• SCHRIFTLICHE AUFGABEN:
[a] Beantworten Sie anhand des Vortragsauszugs die folgenden Fragen jeweils in einer eigenen Zeile.
(i) Wann und wo wurde der Vortrag gehalten?
(ii) Ab welchem Jahrhundert setzte in Europa der Modernisierungsprozess ein?
(iii) Wonach waren vormoderne Gesellschaften gegliedert?
[b] Prüfen Sie, ob die folgenden Aussagen mit dem Vortragsauszug übereinstimmen, und belegen Sie jede Antwort mit einem wörtlichen Zitat.
(i) Der Modernisierungsprozess ist inzwischen abgeschlossen.
(ii) Die Zeit um 1800 gilt als Übergang von vormodernen zu modernen Gesellschaften.
(iii) Die Teilnahme an den autonomen Funktionssystemen hängt vom Stand des Einzelnen ab.

• TEXTAUSZUG:
Vortragsmanuskript (Auszug)  gehalten im Januar 2011 in der Philharmonie Berlin
Musik als Funktionssystem?


Musik / Moderne
In der Philosophie geht man davon aus, dass ab dem  16. Jahrhundert in Europa ein Modernisierungsprozess einsetzte, der bis heute nicht abgeschlossen ist. Dabei wird die Zeit um ca. 1800 ganz allgemein als der Übergang von vormodernen zu modernen Gesellschaften definiert. Vormoderne Gesellschaften waren nach Ständen gegliedert. Das heißt, der Stand, in den man hinein geboren wurde, entschied darüber, inwiefern man an der Gesellschaft teilnehmen konnte (welche Macht man im gesellschaftlichen Leben hatte). Ob man Recht bekam oder nicht, ob man ein politisches Mitbestimmungsrecht hatte oder nicht, ob man heiraten oder lieben durfte, wen oder wann man wollte oder nicht, usw. Diese verschiedenen Bereiche des Rechts, der Politik, der Religion, der Liebe, aber auch der Kunst und der Musik verändern  um 1800 ihre Logiken. Sie sind nicht länger an die Hierarchie der Stände gebunden, werden sozusagen aus ihren bisherigen Funktionen entlassen und  zu  autonomen Funktionssystemen mit einem je eigenen Code, an denen jeder Einzelne unabhängig von seinem Stand partizipieren kann.

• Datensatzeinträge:

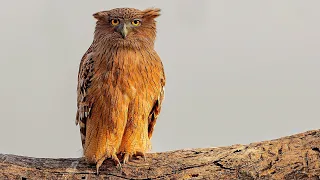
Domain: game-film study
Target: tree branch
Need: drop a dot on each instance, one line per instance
(292, 157)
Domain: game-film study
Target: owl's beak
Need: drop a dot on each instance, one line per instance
(123, 30)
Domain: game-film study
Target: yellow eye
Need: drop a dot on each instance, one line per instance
(136, 22)
(115, 22)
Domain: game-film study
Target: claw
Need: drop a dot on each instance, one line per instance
(116, 162)
(142, 154)
(99, 163)
(126, 158)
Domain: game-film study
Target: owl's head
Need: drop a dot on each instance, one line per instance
(126, 26)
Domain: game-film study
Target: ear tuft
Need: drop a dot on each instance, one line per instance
(151, 12)
(100, 15)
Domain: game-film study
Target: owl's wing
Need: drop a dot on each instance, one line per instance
(84, 81)
(155, 110)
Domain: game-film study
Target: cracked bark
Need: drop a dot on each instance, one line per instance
(292, 157)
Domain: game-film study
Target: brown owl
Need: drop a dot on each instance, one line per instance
(120, 86)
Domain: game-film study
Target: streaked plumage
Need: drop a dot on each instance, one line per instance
(120, 86)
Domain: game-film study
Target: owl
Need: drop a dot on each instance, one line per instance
(120, 86)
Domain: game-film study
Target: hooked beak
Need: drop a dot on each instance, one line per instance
(123, 30)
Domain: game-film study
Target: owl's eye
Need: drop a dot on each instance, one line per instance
(115, 22)
(136, 22)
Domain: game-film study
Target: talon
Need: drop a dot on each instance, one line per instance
(143, 155)
(99, 163)
(126, 158)
(117, 162)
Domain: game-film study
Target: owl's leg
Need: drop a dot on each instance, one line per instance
(115, 160)
(141, 154)
(126, 158)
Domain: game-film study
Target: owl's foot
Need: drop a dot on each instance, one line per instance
(99, 163)
(141, 154)
(116, 162)
(126, 158)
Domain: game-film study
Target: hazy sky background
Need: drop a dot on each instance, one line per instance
(237, 71)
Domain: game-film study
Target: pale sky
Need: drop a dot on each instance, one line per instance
(237, 71)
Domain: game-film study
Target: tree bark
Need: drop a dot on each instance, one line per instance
(292, 157)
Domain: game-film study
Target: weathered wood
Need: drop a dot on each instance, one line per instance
(292, 157)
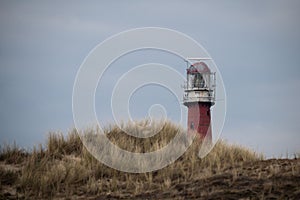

• ERGEBNISSE JE AUFGABE:
[a]
(i) Im Januar 2011 in der Philharmonie Berlin.
(ii) Ab dem 16. Jahrhundert.
(iii) Nach Ständen.

[b]
(i) Nein: „der bis heute nicht abgeschlossen ist“
(ii) Ja: „Dabei wird die Zeit um ca. 1800 ganz allgemein als der Übergang von vormodernen zu modernen Gesellschaften definiert.“
(iii) Nein: „an denen jeder Einzelne unabhängig von seinem Stand partizipieren kann“